> EXTRACTED TEXT:

★ ★ ★ ★ ★ ★ ★

Trump campaign spokesman Steven Cheung called the brief “falsehood-ridden” and “unconstitutional” and repeated oft-stated allegations that Smith and Democrats were “hell-bent on weaponizing the Justice Department.” Trump, in a separate post on his Truth Social platform, said the case would end with his “complete victory.”
The filing alleges that Trump “laid the groundwork” for rejecting the election results before the contest was over, telling advisers that in the event he held an early lead he would “declare victory before the ballots were counted and any winner was projected.”
Immediately after the election, prosecutors say, his advisers sought to sow chaos in the counting of votes. In one instance, a campaign employee described as a Trump co-conspirator was told that results favoring Democrat Joe Biden at a Michigan polling center appeared accurate. The person is alleged to have replied: “find a reason it isnt” and “give me options to file litigation.”
Prosecutors also alleged that Trump advanced claims of fraud despite knowing they were false, recounting how he conceded to others that allegations of election irregularities made by attorney Sidney Powell were “crazy” and referenced the science fiction series “Star Trek.” Even so, days later, he promoted on Twitter a lawsuit she was about to file.
In demonstrating his apparent indifference to the accuracy of the election fraud claims, prosecutors also cite an account of a White House staffer who after the election overheard Trump telling his wife, daughter and son-in-law on Marine One: “It doesn’t matter if you won or lost the election. You still have to fight like hell.”

★ ★ ★ ★ ★ ★ ★

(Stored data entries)
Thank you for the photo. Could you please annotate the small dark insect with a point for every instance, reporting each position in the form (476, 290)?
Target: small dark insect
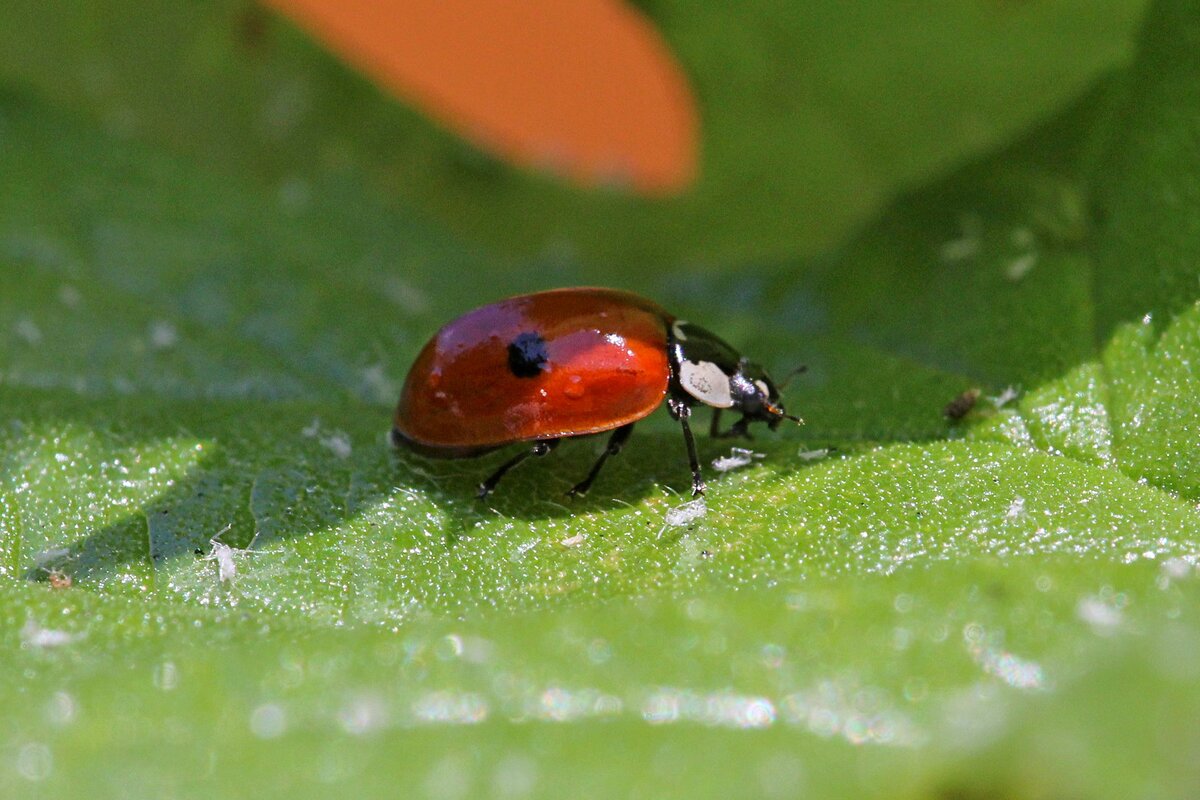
(544, 367)
(961, 405)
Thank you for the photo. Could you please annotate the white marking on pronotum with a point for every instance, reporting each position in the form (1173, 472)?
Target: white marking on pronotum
(707, 383)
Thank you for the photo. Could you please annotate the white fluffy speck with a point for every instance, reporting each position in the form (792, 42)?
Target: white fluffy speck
(339, 444)
(1019, 266)
(737, 458)
(687, 513)
(1103, 617)
(163, 335)
(1015, 509)
(1005, 397)
(28, 330)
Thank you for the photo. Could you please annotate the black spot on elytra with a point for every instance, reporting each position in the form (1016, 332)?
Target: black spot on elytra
(528, 355)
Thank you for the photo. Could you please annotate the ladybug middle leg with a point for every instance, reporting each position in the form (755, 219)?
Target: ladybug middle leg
(616, 441)
(738, 429)
(539, 449)
(681, 410)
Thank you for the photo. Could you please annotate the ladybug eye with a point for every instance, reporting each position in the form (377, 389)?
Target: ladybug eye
(707, 383)
(527, 355)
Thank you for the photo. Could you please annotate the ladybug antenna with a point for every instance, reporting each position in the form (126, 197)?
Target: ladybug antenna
(789, 377)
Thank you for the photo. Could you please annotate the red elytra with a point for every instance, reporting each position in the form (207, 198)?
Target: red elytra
(570, 362)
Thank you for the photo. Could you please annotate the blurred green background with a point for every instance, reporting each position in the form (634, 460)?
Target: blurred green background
(220, 250)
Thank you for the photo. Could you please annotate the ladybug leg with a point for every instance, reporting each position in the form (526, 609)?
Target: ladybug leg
(616, 441)
(681, 410)
(539, 449)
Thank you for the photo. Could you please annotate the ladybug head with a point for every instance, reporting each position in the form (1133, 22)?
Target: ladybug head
(755, 395)
(711, 371)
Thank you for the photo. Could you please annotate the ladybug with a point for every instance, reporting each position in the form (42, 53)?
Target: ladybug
(570, 362)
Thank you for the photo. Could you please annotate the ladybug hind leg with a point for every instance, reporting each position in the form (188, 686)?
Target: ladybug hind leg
(616, 441)
(539, 449)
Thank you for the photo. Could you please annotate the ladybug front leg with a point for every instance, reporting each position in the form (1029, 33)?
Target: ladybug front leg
(539, 449)
(616, 441)
(681, 410)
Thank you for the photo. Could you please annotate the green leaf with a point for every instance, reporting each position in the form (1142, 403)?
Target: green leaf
(814, 114)
(265, 597)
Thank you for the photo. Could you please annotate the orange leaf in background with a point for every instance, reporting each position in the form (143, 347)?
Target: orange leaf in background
(583, 88)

★ ★ ★ ★ ★ ★ ★

> WHAT YOU WILL DO:
a: Transcribe the passage of the news excerpt starting at "Prosecutors also alleged" and ending at "about to file.".
b: According to the news excerpt, what did Trump tell advisers he would do if he held an early lead?
Base every response solely on the news excerpt.

> SOLUTIONS PER TASK:
a:
Prosecutors also alleged that Trump advanced claims of fraud despite knowing they were false, recounting how he conceded to others that allegations of election irregularities made by attorney Sidney Powell were “crazy” and referenced the science fiction series “Star Trek.” Even so, days later, he promoted on Twitter a lawsuit she was about to file.

b: He would declare victory before the ballots were counted and any winner was projected.